WRITTEN REQUEST: Repeat the whole listing exactly.
--------------------------------------------------
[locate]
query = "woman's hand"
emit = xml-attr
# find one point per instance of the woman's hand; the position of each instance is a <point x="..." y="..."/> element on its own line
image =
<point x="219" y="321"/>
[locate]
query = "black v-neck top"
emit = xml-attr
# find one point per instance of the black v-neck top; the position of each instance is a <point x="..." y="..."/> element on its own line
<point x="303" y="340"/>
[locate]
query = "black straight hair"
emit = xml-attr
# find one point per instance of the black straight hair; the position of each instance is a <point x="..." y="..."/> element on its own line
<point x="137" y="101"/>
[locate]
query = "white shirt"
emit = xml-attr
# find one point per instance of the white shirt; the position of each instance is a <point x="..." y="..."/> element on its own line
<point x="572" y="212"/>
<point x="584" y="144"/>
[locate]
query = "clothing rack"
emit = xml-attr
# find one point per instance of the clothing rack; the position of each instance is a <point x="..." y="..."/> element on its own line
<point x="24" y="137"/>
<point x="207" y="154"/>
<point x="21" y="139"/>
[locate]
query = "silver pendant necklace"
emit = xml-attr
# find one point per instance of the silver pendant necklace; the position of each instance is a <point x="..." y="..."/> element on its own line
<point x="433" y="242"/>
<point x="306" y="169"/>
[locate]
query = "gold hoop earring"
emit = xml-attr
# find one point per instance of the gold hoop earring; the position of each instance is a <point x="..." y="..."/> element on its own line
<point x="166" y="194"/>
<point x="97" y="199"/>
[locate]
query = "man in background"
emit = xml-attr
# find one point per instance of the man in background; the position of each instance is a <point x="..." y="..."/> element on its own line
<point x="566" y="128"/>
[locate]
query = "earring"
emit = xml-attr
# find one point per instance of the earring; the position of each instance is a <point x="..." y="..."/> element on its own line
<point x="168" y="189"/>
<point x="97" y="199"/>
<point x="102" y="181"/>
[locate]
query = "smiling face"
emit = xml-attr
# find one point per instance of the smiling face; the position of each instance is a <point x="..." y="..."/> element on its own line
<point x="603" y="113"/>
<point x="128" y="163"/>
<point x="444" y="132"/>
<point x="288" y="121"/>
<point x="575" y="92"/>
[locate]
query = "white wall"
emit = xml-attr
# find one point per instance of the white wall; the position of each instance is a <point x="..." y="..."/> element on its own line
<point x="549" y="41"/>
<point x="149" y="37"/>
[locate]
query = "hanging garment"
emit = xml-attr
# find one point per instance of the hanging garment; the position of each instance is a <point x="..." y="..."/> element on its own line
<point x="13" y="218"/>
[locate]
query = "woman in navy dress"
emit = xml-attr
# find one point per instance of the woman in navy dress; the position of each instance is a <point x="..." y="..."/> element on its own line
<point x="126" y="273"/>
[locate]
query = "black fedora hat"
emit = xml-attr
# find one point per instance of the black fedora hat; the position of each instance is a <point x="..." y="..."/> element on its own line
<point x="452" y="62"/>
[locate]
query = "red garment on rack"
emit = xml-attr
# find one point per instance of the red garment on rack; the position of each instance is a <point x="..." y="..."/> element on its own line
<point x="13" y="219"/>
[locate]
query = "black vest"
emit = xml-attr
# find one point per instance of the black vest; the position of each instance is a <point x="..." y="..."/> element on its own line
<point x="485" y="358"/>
--------------------------------------------------
COMPLETED EXERCISE:
[locate]
query = "woman's hand"
emit = xml-attr
# find one point per instance of the woman's hand; the position of each instance is a <point x="..." y="..."/> element on its own line
image =
<point x="219" y="321"/>
[locate]
query = "black v-neck top"
emit = xml-attr
# find one point per instance of the black v-neck top; the position of each instance is a <point x="..." y="..."/> element on its own line
<point x="303" y="340"/>
[locate]
query = "black straight hair"
emit = xml-attr
# find one point per instance of the black straight hair; the position of each instance is a <point x="..." y="..."/> element on its own line
<point x="137" y="101"/>
[locate]
query = "white shirt"
emit = xml-attr
# find one point per instance of the white shirt; the position of each instance is a <point x="..." y="..."/> element on its own line
<point x="572" y="212"/>
<point x="584" y="144"/>
[locate]
query = "clothing rack"
emit = xml-attr
# find one point per instance of the clothing rack; the position of each instance is a <point x="..." y="..."/> element on its own line
<point x="24" y="137"/>
<point x="207" y="154"/>
<point x="21" y="139"/>
[locate]
query = "silver pendant necklace"
emit = xml-attr
# find one point per instance of the silver pendant necklace; the position of each instance is a <point x="..." y="..."/> element on its own line
<point x="433" y="242"/>
<point x="306" y="169"/>
[locate]
query = "gold hoop earring"
emit = xml-attr
# find one point per instance of the gold hoop earring; the position of each instance is a <point x="..." y="..."/> element on its own line
<point x="166" y="194"/>
<point x="97" y="199"/>
[locate]
query = "man in background"
emit = xml-attr
# find one point per instance of the man in background; the position of each instance is a <point x="..." y="..."/> element on its own line
<point x="566" y="128"/>
[locate]
query = "earring"
emit = xml-attr
# find one point per instance of the earring; the position of each instance is a <point x="..." y="..."/> element on its own line
<point x="168" y="189"/>
<point x="97" y="199"/>
<point x="102" y="181"/>
[locate]
query = "smiling face"
emit = xml-attr
# find one point per instance of the smiling face; the position of each instance is a <point x="..." y="..."/> element on its own line
<point x="603" y="113"/>
<point x="128" y="163"/>
<point x="444" y="132"/>
<point x="288" y="121"/>
<point x="575" y="92"/>
[locate]
query = "white wall"
emit = xml-attr
# find one point per instance of the white wall; the position of each instance is a <point x="..." y="..."/> element on its own line
<point x="549" y="41"/>
<point x="149" y="37"/>
[locate]
query = "hanging garment"
emit = xml-attr
# find one point per instance of the hanging garment; the position of each instance is a <point x="..." y="..."/> element on its own line
<point x="13" y="218"/>
[locate]
query = "woman in navy dress"
emit = xml-attr
# find one point per instance of the woman in navy dress; the position of each instance is a <point x="..." y="..."/> element on its own line
<point x="126" y="273"/>
[locate]
query = "black fedora hat"
emit = xml-attr
# find one point per instance of the black fedora hat; the position of each instance is a <point x="..." y="..."/> element on its own line
<point x="452" y="62"/>
[locate]
query = "red garment on rack"
emit = xml-attr
# find one point per instance of the red garment on rack; the position of each instance is a <point x="..." y="..."/> element on its own line
<point x="13" y="219"/>
[locate]
query = "black vest"
emit = xml-attr
# find one point per instance of the black vest; the position of each instance is a <point x="..." y="..."/> element on its own line
<point x="485" y="358"/>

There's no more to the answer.